Please recast the items from the start through the line containing "[0,220,13,236]" as a two-column CSV with the columns item_text and answer, one row per item. Put each field in double quotes, turn line breaks into spaces, and leave the pictures out of the answer.

(Collected data)
------

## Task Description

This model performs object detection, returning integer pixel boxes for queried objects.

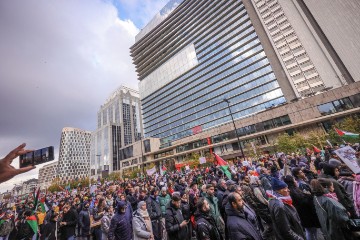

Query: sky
[0,0,168,192]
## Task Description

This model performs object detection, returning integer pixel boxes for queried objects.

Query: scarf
[138,208,152,233]
[266,190,294,207]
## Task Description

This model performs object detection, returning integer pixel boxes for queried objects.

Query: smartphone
[19,146,54,168]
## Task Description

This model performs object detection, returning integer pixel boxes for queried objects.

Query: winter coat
[289,185,320,228]
[175,183,186,194]
[126,194,138,211]
[146,196,162,238]
[16,219,34,240]
[314,196,349,240]
[225,203,262,240]
[159,194,171,217]
[101,214,112,236]
[259,174,272,191]
[181,201,191,220]
[319,174,356,216]
[165,202,188,240]
[338,177,355,201]
[40,221,57,240]
[108,212,133,240]
[132,211,151,240]
[194,211,222,240]
[79,208,90,234]
[269,198,305,240]
[204,193,225,239]
[60,209,78,240]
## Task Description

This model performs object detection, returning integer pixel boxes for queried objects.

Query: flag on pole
[146,166,156,176]
[26,215,38,234]
[313,145,321,153]
[199,157,206,164]
[335,128,359,139]
[33,187,40,212]
[160,165,167,176]
[40,196,49,212]
[214,153,231,179]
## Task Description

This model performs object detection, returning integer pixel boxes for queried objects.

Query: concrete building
[11,178,38,196]
[91,86,143,175]
[125,0,360,171]
[39,161,58,189]
[58,127,91,181]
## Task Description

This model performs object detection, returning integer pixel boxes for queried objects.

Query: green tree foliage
[329,116,360,144]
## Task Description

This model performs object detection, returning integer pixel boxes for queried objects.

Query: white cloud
[0,0,139,191]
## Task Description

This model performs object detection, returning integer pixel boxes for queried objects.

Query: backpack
[0,220,13,236]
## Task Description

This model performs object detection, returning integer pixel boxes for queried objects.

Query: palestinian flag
[160,165,167,176]
[40,197,49,212]
[335,128,359,139]
[26,215,38,234]
[214,153,231,179]
[33,188,40,212]
[313,145,321,153]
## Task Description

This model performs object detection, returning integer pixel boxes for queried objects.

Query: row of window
[318,93,360,116]
[175,115,291,153]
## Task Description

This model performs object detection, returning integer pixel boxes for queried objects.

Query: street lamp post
[224,98,245,160]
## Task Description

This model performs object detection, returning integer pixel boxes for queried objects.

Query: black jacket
[79,208,90,233]
[108,212,133,240]
[269,199,305,240]
[289,185,320,228]
[60,209,78,240]
[194,211,222,240]
[319,174,356,217]
[225,203,262,240]
[146,196,162,238]
[165,202,188,240]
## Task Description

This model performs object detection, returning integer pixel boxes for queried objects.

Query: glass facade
[132,0,285,145]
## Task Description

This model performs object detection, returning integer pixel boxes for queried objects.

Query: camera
[19,146,54,168]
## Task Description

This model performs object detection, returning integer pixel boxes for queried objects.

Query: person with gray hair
[132,201,154,240]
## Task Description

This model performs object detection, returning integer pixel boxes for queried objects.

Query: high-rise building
[131,0,296,146]
[38,161,58,189]
[91,86,143,175]
[126,0,360,168]
[244,0,360,97]
[57,127,91,181]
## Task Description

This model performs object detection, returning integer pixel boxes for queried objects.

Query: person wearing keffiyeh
[266,178,305,240]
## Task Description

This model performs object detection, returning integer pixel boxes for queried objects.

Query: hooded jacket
[269,193,305,240]
[194,210,222,240]
[165,201,188,240]
[225,203,262,240]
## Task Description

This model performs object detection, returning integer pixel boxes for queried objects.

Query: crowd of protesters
[0,145,360,240]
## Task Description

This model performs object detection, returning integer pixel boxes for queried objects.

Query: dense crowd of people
[0,145,360,240]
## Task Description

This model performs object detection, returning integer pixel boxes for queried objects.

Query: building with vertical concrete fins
[124,0,360,169]
[38,161,58,189]
[91,86,143,175]
[57,127,91,181]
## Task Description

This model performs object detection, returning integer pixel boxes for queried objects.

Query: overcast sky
[0,0,168,192]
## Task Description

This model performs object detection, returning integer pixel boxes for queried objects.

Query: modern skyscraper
[57,127,91,180]
[91,86,143,175]
[131,0,296,147]
[38,161,58,189]
[131,0,360,152]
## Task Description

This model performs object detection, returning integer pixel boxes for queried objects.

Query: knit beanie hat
[138,201,146,209]
[271,178,287,191]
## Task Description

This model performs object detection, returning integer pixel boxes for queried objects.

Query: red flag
[313,145,321,153]
[214,153,231,179]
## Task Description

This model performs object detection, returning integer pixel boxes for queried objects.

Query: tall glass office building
[131,0,286,147]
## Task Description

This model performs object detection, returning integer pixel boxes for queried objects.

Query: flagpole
[223,98,245,160]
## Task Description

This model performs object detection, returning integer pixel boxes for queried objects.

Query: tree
[306,131,328,149]
[277,133,297,153]
[329,116,360,144]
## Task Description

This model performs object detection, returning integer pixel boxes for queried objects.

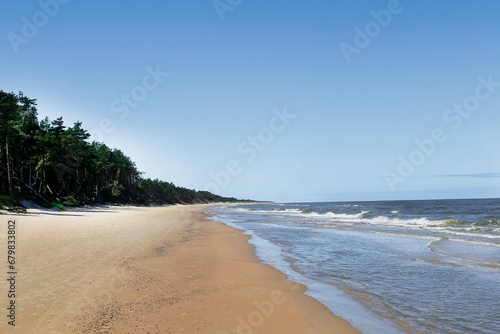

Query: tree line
[0,90,242,205]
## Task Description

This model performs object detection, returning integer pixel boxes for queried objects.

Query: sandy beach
[0,205,357,334]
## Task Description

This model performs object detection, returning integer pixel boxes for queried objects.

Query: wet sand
[0,205,357,334]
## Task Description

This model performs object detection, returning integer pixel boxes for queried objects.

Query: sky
[0,0,500,202]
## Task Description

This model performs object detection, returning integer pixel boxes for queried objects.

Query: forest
[0,90,242,208]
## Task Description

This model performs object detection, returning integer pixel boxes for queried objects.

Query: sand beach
[0,205,357,334]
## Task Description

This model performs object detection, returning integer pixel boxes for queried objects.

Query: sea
[210,199,500,334]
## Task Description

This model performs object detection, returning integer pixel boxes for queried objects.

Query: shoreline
[0,205,358,334]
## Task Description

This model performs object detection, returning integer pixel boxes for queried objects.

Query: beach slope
[0,205,357,334]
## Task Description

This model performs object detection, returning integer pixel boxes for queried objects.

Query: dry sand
[0,206,357,334]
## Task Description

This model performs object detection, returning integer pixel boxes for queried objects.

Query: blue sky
[0,0,500,201]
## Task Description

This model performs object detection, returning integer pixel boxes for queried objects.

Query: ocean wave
[306,211,370,220]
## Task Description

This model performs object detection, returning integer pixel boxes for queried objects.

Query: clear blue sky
[0,0,500,201]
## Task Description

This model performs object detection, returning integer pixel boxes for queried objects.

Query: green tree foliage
[0,91,242,205]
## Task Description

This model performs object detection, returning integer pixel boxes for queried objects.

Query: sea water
[212,199,500,334]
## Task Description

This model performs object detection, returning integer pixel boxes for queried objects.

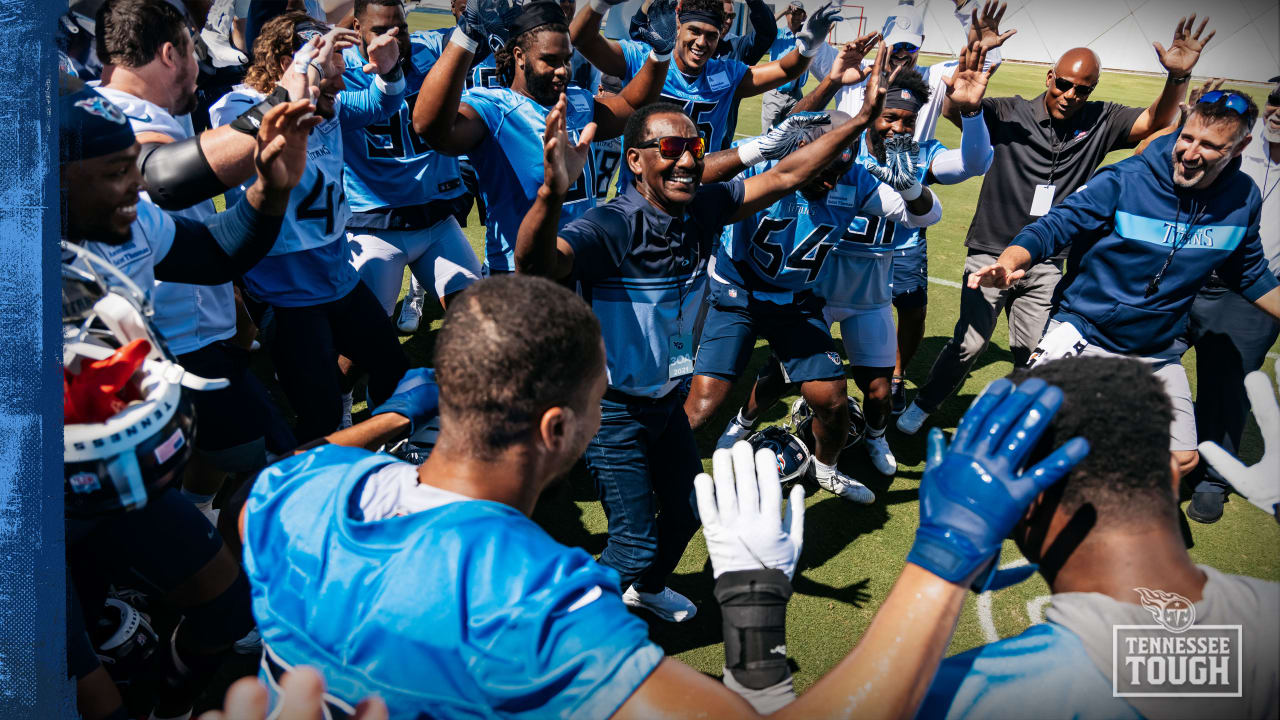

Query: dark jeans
[1187,287,1280,493]
[271,282,408,443]
[586,392,703,592]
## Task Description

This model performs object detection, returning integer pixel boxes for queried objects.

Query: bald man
[897,15,1213,434]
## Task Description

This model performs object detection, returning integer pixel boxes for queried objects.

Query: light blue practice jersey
[342,28,465,213]
[244,445,662,720]
[462,86,598,272]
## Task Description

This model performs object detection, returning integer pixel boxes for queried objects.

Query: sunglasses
[1196,90,1249,115]
[636,135,707,160]
[1053,76,1097,97]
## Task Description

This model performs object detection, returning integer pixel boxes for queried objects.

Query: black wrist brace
[716,570,791,689]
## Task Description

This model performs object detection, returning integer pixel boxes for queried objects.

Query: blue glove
[906,378,1089,589]
[458,0,520,53]
[631,0,676,55]
[370,368,440,434]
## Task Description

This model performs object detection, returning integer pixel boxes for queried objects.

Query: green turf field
[357,7,1280,691]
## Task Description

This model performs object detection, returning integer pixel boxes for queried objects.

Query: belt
[604,387,680,407]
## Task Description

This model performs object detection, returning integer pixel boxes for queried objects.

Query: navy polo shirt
[559,179,742,397]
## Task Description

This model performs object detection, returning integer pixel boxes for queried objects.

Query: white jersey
[97,87,236,355]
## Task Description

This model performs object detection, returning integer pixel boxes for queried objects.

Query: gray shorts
[1030,320,1197,451]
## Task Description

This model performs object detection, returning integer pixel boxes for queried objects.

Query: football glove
[370,368,440,434]
[906,378,1089,589]
[737,111,831,167]
[631,0,676,56]
[796,3,845,58]
[694,441,804,578]
[867,135,923,200]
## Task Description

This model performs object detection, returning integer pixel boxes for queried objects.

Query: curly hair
[493,23,568,87]
[244,10,315,92]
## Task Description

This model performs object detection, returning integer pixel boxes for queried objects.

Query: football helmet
[746,425,813,487]
[787,397,867,450]
[61,242,228,518]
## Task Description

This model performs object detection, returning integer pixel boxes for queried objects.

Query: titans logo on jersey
[342,28,465,213]
[618,40,751,190]
[716,156,892,292]
[462,86,599,272]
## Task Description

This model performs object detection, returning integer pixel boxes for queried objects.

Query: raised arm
[791,32,881,114]
[1129,14,1217,142]
[588,0,676,140]
[516,94,595,279]
[568,0,629,77]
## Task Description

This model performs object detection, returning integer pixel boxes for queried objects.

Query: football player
[413,0,671,273]
[210,12,408,442]
[343,0,480,332]
[571,0,840,174]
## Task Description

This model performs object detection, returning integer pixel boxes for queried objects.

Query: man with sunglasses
[962,91,1280,475]
[1187,76,1280,523]
[516,60,883,623]
[897,15,1213,434]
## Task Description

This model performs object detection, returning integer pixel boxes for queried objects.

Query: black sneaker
[888,377,906,415]
[1187,492,1226,525]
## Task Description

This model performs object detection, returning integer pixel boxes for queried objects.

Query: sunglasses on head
[1196,90,1249,115]
[1053,76,1097,97]
[636,135,707,160]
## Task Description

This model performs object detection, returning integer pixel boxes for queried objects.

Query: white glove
[1198,360,1280,515]
[694,441,804,578]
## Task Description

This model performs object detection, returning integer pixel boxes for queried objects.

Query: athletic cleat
[863,433,897,475]
[622,585,698,623]
[888,377,906,415]
[396,287,424,334]
[818,470,876,505]
[897,400,929,436]
[716,415,754,450]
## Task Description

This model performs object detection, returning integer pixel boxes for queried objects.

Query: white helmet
[63,242,227,518]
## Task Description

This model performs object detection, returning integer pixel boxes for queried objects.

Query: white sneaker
[396,283,425,334]
[622,585,698,623]
[863,434,897,475]
[818,470,876,505]
[897,400,929,436]
[338,392,352,430]
[716,414,751,450]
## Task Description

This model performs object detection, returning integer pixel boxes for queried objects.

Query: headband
[508,0,568,38]
[58,87,137,164]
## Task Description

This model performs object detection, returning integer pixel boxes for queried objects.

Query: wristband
[737,138,764,168]
[716,570,791,689]
[232,85,289,137]
[449,27,480,54]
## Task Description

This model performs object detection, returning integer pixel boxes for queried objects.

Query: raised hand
[827,32,881,85]
[253,100,321,192]
[942,41,991,113]
[694,441,804,578]
[966,0,1018,50]
[631,0,677,55]
[796,3,845,58]
[906,378,1089,585]
[1199,360,1280,520]
[364,27,401,76]
[543,92,595,197]
[1151,13,1217,77]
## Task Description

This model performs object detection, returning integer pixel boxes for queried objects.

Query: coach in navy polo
[516,75,883,623]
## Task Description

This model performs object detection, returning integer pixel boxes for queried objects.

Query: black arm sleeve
[155,200,284,284]
[138,136,228,210]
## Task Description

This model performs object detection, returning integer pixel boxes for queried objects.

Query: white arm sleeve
[929,111,996,184]
[863,183,942,228]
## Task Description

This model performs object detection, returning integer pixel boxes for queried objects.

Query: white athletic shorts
[1030,320,1197,450]
[347,215,480,315]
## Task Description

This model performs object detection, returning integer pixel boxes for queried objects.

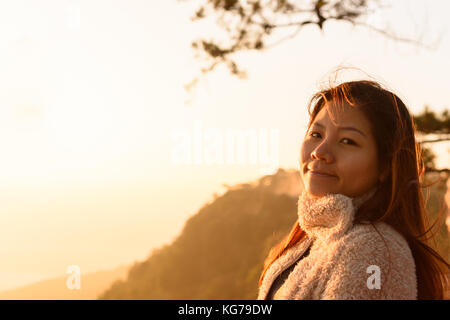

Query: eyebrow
[313,122,367,138]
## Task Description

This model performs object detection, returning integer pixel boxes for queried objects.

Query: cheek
[299,142,311,167]
[339,154,378,184]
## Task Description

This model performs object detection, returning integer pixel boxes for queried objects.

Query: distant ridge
[0,266,129,300]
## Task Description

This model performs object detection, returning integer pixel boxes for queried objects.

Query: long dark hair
[259,80,450,299]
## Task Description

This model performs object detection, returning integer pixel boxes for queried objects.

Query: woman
[258,81,450,299]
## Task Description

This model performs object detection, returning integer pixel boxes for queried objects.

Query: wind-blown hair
[259,80,450,299]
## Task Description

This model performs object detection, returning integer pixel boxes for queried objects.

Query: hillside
[99,169,450,299]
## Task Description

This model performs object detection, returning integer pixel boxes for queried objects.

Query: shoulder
[325,222,417,299]
[339,222,412,258]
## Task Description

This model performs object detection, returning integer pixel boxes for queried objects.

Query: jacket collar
[298,187,377,240]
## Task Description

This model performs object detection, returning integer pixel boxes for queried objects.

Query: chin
[306,188,335,197]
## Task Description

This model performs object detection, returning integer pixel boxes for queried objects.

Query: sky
[0,0,450,290]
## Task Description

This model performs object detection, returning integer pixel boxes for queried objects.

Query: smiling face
[300,104,379,197]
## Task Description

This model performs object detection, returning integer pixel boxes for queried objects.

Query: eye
[342,138,356,145]
[309,131,356,146]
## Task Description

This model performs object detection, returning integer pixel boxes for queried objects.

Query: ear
[378,169,389,182]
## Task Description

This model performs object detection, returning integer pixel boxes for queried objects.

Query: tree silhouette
[179,0,438,91]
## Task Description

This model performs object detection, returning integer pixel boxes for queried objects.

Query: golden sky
[0,0,450,290]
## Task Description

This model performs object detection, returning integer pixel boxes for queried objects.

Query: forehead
[313,104,370,131]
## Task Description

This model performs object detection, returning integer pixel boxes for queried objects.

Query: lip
[309,170,337,178]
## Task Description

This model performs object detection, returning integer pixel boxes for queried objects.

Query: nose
[311,141,333,163]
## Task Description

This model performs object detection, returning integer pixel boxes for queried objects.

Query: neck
[298,187,377,239]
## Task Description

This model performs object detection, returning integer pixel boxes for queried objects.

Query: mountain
[99,169,450,300]
[99,169,301,299]
[0,266,129,300]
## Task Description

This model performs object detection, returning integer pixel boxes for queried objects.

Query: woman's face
[300,104,379,197]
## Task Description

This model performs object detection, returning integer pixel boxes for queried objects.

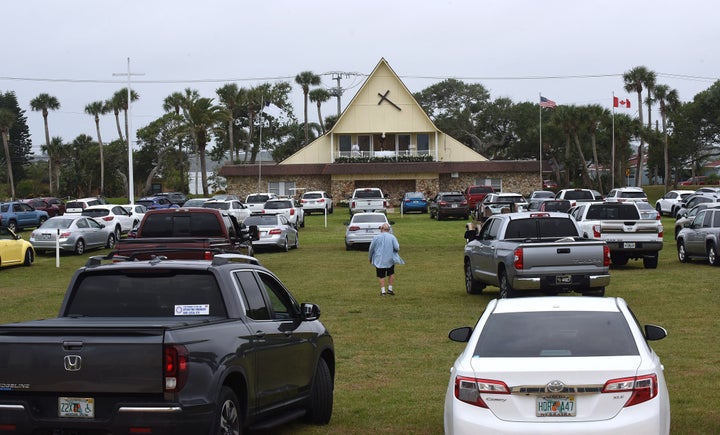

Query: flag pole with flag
[538,93,557,185]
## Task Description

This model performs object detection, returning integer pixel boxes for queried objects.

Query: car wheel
[212,386,242,435]
[105,233,117,249]
[465,261,485,295]
[75,239,85,255]
[23,248,35,266]
[643,254,659,269]
[677,239,688,263]
[500,270,517,299]
[708,243,720,266]
[305,358,333,424]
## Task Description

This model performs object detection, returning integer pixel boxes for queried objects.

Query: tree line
[0,66,720,198]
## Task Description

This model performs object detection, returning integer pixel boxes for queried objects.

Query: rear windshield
[65,270,227,318]
[474,311,638,358]
[141,212,225,237]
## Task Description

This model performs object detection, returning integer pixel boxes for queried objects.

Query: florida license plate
[58,397,95,418]
[535,396,577,417]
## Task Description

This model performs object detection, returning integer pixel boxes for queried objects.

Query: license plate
[58,397,95,418]
[555,275,572,284]
[535,396,577,417]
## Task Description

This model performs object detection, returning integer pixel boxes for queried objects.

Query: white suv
[605,187,647,202]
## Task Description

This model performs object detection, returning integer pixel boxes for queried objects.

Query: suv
[430,192,470,221]
[605,187,647,202]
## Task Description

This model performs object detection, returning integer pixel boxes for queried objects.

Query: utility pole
[113,57,144,204]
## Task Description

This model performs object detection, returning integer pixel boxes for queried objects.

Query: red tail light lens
[455,376,510,408]
[163,345,189,393]
[602,373,658,407]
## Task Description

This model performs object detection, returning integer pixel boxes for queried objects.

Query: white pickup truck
[570,202,663,269]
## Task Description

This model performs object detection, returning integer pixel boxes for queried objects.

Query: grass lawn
[0,189,720,434]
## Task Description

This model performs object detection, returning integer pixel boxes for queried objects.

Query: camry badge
[547,381,565,393]
[63,355,82,372]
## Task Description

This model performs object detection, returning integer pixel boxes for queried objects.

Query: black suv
[430,192,470,221]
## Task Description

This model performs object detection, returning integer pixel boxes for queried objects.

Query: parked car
[135,196,180,210]
[401,192,428,213]
[245,214,300,252]
[82,204,135,240]
[300,190,333,215]
[605,187,647,202]
[63,197,105,216]
[30,216,117,255]
[0,201,48,232]
[156,192,187,207]
[428,192,470,221]
[202,199,251,223]
[0,228,35,268]
[655,190,695,217]
[262,198,305,229]
[444,296,670,435]
[677,207,720,266]
[344,212,395,251]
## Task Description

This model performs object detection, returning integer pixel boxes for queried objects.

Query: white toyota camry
[445,296,670,435]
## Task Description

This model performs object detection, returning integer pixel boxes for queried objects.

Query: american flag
[540,96,557,109]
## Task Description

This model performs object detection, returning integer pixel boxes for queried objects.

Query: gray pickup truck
[464,212,610,298]
[0,254,335,435]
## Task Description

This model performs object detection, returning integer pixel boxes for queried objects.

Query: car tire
[23,248,35,266]
[677,239,689,263]
[305,358,333,425]
[708,243,720,266]
[643,254,660,269]
[465,261,485,295]
[211,386,243,435]
[75,239,85,255]
[500,270,518,299]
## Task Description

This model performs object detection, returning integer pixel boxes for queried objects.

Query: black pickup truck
[0,254,335,435]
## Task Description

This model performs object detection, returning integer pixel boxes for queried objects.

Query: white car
[300,190,333,214]
[202,199,252,223]
[81,204,135,240]
[444,296,670,435]
[655,190,695,217]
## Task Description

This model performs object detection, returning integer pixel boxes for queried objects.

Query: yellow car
[0,228,35,267]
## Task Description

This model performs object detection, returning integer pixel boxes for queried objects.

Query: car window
[474,311,638,358]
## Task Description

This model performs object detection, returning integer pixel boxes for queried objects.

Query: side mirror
[300,302,320,321]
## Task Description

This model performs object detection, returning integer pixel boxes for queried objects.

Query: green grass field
[0,189,720,434]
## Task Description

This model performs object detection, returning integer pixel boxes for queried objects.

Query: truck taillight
[602,373,658,408]
[163,344,189,393]
[513,248,523,270]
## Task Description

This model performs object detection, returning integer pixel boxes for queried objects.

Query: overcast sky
[5,0,720,152]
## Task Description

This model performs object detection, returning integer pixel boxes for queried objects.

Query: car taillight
[513,248,523,270]
[602,373,658,407]
[603,245,610,267]
[163,344,189,393]
[455,376,510,408]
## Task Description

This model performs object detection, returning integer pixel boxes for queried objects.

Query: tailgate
[0,325,164,393]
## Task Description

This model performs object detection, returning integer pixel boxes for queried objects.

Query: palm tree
[0,108,16,199]
[655,85,680,192]
[85,101,109,195]
[180,90,227,196]
[308,88,331,134]
[623,66,655,186]
[295,71,320,145]
[30,94,60,195]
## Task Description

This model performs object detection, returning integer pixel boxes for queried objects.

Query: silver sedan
[30,216,117,255]
[243,214,300,252]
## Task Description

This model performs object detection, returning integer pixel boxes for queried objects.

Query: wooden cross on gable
[378,89,402,110]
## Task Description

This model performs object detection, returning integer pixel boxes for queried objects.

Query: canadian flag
[613,97,630,109]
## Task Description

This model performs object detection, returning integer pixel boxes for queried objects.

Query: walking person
[368,223,405,296]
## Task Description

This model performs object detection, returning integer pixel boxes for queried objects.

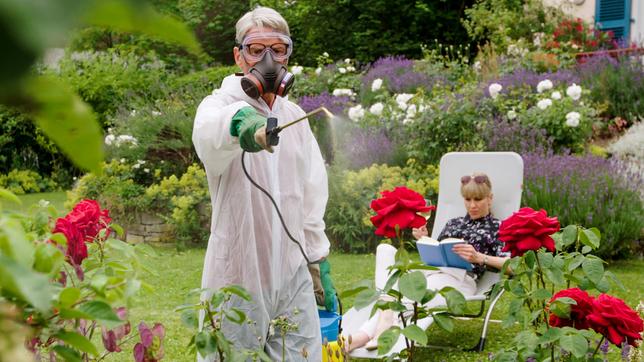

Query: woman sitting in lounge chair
[348,173,508,351]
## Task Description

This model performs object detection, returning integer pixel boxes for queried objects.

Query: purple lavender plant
[362,56,446,93]
[522,152,644,259]
[481,116,553,155]
[298,92,350,117]
[481,68,579,97]
[338,127,394,170]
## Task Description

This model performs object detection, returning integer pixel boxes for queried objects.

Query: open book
[416,236,472,271]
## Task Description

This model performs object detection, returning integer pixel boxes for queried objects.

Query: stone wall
[125,213,172,243]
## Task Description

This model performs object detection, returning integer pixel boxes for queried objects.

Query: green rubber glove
[320,259,336,312]
[230,106,266,152]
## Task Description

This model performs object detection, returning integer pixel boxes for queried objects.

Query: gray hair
[235,6,291,44]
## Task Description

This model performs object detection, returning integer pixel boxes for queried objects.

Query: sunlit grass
[100,246,644,361]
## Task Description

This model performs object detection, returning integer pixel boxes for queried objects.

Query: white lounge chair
[342,152,523,358]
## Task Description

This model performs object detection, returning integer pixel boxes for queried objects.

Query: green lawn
[108,247,644,361]
[2,191,67,214]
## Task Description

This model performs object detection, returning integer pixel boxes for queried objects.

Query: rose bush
[499,207,559,257]
[588,294,644,347]
[548,288,593,329]
[371,186,436,238]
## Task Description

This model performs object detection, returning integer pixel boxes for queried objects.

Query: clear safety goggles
[240,32,293,62]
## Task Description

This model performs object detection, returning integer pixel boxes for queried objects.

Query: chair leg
[468,289,505,352]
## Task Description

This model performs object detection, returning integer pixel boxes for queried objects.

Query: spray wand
[266,107,333,146]
[241,107,333,264]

------

**Answer for the task**
item_text,answer
"## Task Description This model performs object detection, returning integer pixel boxes for queried objects. Query: sky","[0,0,168,192]"
"## Task Description This model performs object detection, returning integer pixel boxes for queried objects. Query: scarf","[138,208,152,233] [266,190,294,207]"
"## Task Description This model performs object detection, returning integer pixel boxes for queried objects. Query: smartphone","[19,146,54,168]"
"## Task Description This model performs object detection, returning integer pixel boxes for queried objects. Query: winter coat","[289,185,320,228] [175,183,186,194] [126,194,138,211] [146,196,162,238] [16,219,34,240] [314,196,349,240] [225,203,262,240] [159,194,171,217] [101,214,112,236] [259,174,272,191] [181,201,191,220] [319,174,356,216] [165,202,188,240] [338,177,355,201] [40,221,57,240] [108,212,133,240] [132,211,151,240] [194,211,222,240] [79,208,90,234] [269,198,305,240] [204,193,225,239] [60,209,78,240]"
"## Task Description This model performs object detection, returning integer pixel boxes for queried objects. Query: flag on pole","[146,166,156,176] [26,215,38,234] [313,145,321,153] [199,157,206,164] [335,128,359,139] [33,187,40,212] [160,165,167,176] [40,196,49,212] [214,153,231,179]"
"## Task Description This model performs object detection, returning integer pixel boxes for queried objects. Query: concrete building","[11,178,38,196] [91,86,143,175] [125,0,360,171] [39,161,58,189] [58,127,91,181]"
"## Task Description This model performs object detection, returning integer pixel boxes for queried objects. Query: green tree foliage","[329,116,360,144]"
"## Task Description This model performs object detection, returning integer pixel boxes for queried objects. Query: white cloud","[0,0,139,191]"
"## Task Description This model performs object detection, returning integer pixel boxes for queried objects. Query: backpack","[0,220,13,236]"